◆ 阅读材料 ◆
※
【笔记】JSON ：COCO API 读取 COCO数据集

2021-10-06 13:01:31 阅读：884 来源： 互联网

标签：return mask ids np JSON API COCO array def

一、COCO数据集的结构

假定dataDir的目录结构：annotations，test2014，train2014，val2014

由于annotations文件是一个json文件，所以用json来看看数据基本结构

import json
dataDir=r'D:\data\coco\coco2014'
dataType='val2014'
annFile='{}/annotations/instances_{}.json'.format(dataDir,dataType)
data=json.load(open(annFile,'r'))

先看看最顶层的结构：

for k in data:
    print(k)
-------------------------------
info
images
licenses
annotations
categories

其中最重要的是三个：images，annotations ，categories

1、images的结构：

for k in data["images"][0]:
    print(k)
-----------------------------
license
file_name
coco_url
height
width
date_captured
flickr_url
id

2、annotations 的结构：

for k in data["annotations "][0]:
    print(k)
------------------------------------
segmentation
area
iscrowd
image_id
bbox
category_id
id

3、categories的结构：

for k in data["categories"][0]:
    print(k)
-----------------------------------
supercategory
id
name

二、cocoapi（cocoapi）：

pycocotools下有三个模块：coco、cocoeval、mask、_mask。

1、coco模块：

# The following API functions are defined:
#  COCO       - COCO api class that loads COCO annotation file and prepare data structures.
#  getAnnIds  - Get ann ids that satisfy given filter conditions.
#  getCatIds  - Get cat ids that satisfy given filter conditions.
#  getImgIds  - Get img ids that satisfy given filter conditions.
#  loadAnns   - Load anns with the specified ids.
#  loadCats   - Load cats with the specified ids.
#  loadImgs   - Load imgs with the specified ids.
#  annToMask  - Convert segmentation in an annotation to binary mask.
#  showAnns   - Display the specified annotations.
#  loadRes    - Load algorithm results and create API for accessing them.
※
◆ 展示信息 ◆
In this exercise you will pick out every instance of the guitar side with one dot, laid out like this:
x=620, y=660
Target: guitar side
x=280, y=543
※
◆ 待办事项 ◆
(1) 阅读材料指出，COCO 标注文件的顶层结构中最重要的是哪三个部分？
(2) 从关于 COCO API 的阅读材料的末尾接着续写下去。
上面的列表是独立的材料，与阅读材料无关。

◆ 最终答案 ◆
(1) images、annotations 和 categories。

(2)
#  download   - Download COCO images from mscoco.org server.
# Throughout the API "ann"=annotation, "cat"=category, and "img"=image.
# Help on each functions can be accessed by: "help COCO>function".

COCO类定义了10个方法：

（1）获取标注id：

def getAnnIds(self, imgIds=[], catIds=[], areaRng=[], iscrowd=None):
        """
        Get ann ids that satisfy given filter conditions. default skips that filter
        :param imgIds  (int array)     : get anns for given imgs
               catIds  (int array)     : get anns for given cats
               areaRng (float array)   : get anns for given area range (e.g. [0 inf])
               iscrowd (boolean)       : get anns for given crowd label (False or True)
        :return: ids (int array)       : integer array of ann ids
        """

（2）获取类别id：

def getCatIds(self, catNms=[], supNms=[], catIds=[]):
        """
        filtering parameters. default skips that filter.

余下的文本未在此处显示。